• _The exercise_
List every line of the entries below that contains the word "tree".
-- BEGIN Extracted material --
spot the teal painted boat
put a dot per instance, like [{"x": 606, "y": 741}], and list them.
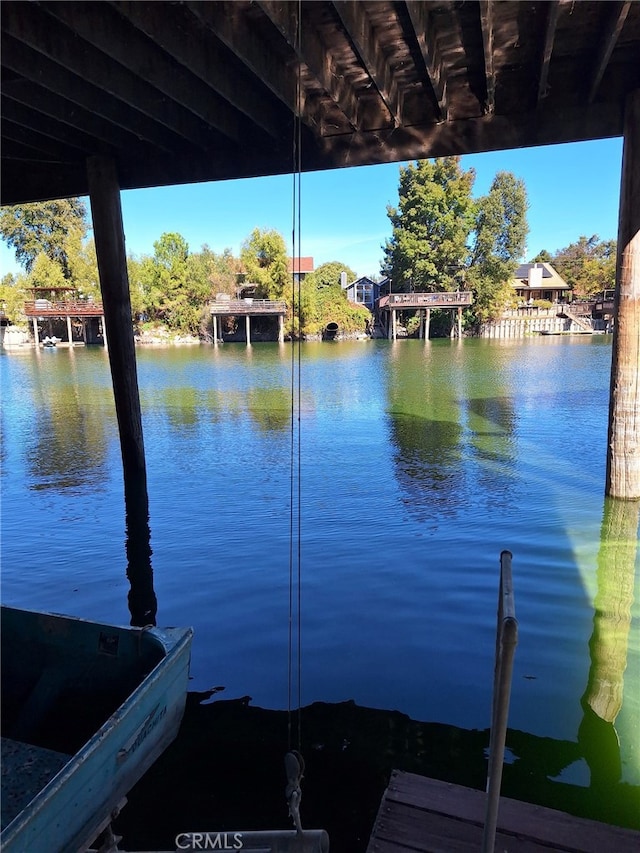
[{"x": 86, "y": 709}]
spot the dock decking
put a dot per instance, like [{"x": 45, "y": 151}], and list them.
[{"x": 424, "y": 815}]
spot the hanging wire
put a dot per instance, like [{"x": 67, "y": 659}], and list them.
[{"x": 295, "y": 519}]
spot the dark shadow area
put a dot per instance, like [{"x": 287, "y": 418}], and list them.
[{"x": 225, "y": 771}]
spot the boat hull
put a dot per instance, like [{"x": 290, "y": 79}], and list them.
[{"x": 59, "y": 672}]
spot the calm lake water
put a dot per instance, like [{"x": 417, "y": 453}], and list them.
[{"x": 419, "y": 465}]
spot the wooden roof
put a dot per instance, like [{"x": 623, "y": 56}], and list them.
[{"x": 179, "y": 92}]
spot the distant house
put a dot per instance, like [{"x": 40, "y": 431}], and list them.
[
  {"x": 300, "y": 267},
  {"x": 539, "y": 281},
  {"x": 363, "y": 291}
]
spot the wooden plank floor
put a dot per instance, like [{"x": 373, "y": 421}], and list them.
[{"x": 429, "y": 816}]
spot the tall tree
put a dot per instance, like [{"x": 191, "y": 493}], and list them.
[
  {"x": 54, "y": 228},
  {"x": 499, "y": 242},
  {"x": 431, "y": 225},
  {"x": 588, "y": 265},
  {"x": 328, "y": 275},
  {"x": 264, "y": 259}
]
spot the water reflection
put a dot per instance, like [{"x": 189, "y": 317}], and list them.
[
  {"x": 425, "y": 427},
  {"x": 69, "y": 445},
  {"x": 608, "y": 646}
]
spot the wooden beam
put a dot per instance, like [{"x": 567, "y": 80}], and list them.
[
  {"x": 40, "y": 142},
  {"x": 224, "y": 20},
  {"x": 486, "y": 25},
  {"x": 356, "y": 23},
  {"x": 425, "y": 36},
  {"x": 617, "y": 15},
  {"x": 45, "y": 35},
  {"x": 46, "y": 103},
  {"x": 106, "y": 214},
  {"x": 219, "y": 97},
  {"x": 43, "y": 125},
  {"x": 552, "y": 9},
  {"x": 36, "y": 68},
  {"x": 113, "y": 35},
  {"x": 623, "y": 445},
  {"x": 313, "y": 57}
]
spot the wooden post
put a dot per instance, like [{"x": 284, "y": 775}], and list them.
[
  {"x": 623, "y": 446},
  {"x": 106, "y": 212}
]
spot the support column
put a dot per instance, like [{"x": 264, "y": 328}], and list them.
[
  {"x": 106, "y": 212},
  {"x": 623, "y": 447}
]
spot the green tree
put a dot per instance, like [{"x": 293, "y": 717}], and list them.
[
  {"x": 264, "y": 260},
  {"x": 431, "y": 225},
  {"x": 328, "y": 275},
  {"x": 499, "y": 242},
  {"x": 165, "y": 287},
  {"x": 588, "y": 265},
  {"x": 52, "y": 228}
]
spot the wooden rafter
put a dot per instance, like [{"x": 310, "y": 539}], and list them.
[
  {"x": 356, "y": 23},
  {"x": 313, "y": 57},
  {"x": 110, "y": 32},
  {"x": 216, "y": 95},
  {"x": 53, "y": 78},
  {"x": 48, "y": 127},
  {"x": 224, "y": 21},
  {"x": 419, "y": 17},
  {"x": 553, "y": 9},
  {"x": 616, "y": 18},
  {"x": 41, "y": 102},
  {"x": 57, "y": 43},
  {"x": 486, "y": 25}
]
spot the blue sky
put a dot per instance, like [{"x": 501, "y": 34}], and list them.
[{"x": 572, "y": 190}]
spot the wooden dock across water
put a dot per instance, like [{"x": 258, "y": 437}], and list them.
[{"x": 424, "y": 815}]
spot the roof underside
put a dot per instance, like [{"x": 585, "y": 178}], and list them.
[{"x": 179, "y": 92}]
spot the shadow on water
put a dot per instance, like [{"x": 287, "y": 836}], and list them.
[{"x": 225, "y": 770}]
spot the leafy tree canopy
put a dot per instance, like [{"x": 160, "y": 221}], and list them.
[
  {"x": 53, "y": 228},
  {"x": 328, "y": 275},
  {"x": 431, "y": 225},
  {"x": 499, "y": 242},
  {"x": 588, "y": 265}
]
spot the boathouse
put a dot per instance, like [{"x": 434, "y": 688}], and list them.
[{"x": 99, "y": 97}]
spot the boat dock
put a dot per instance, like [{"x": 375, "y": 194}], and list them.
[{"x": 424, "y": 815}]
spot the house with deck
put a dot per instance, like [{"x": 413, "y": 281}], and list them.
[
  {"x": 363, "y": 291},
  {"x": 539, "y": 281}
]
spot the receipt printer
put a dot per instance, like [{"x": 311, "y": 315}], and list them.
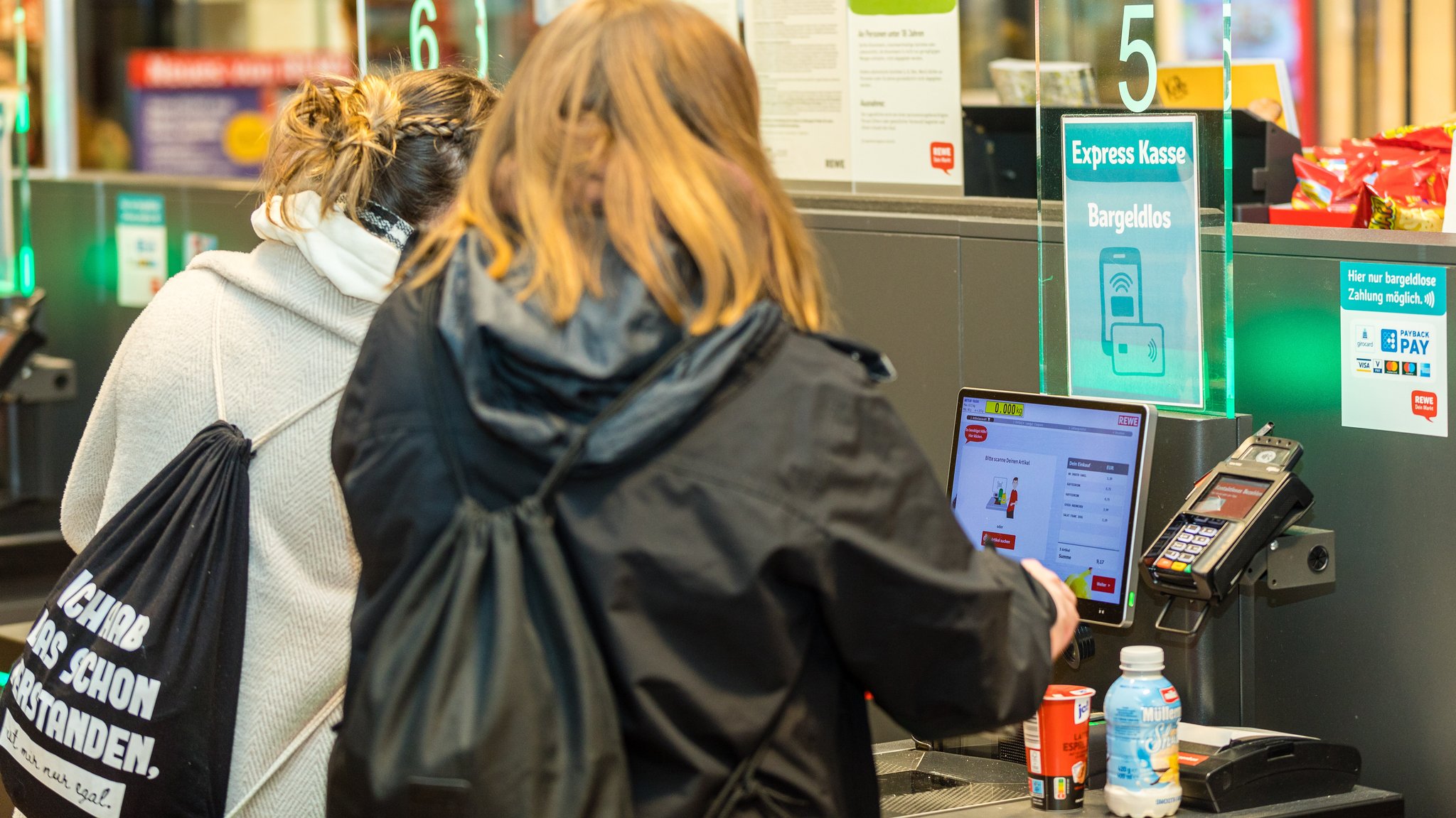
-- END Extracted material --
• _Task result_
spot the tall tree
spot the green tree
spot the leafy tree canopy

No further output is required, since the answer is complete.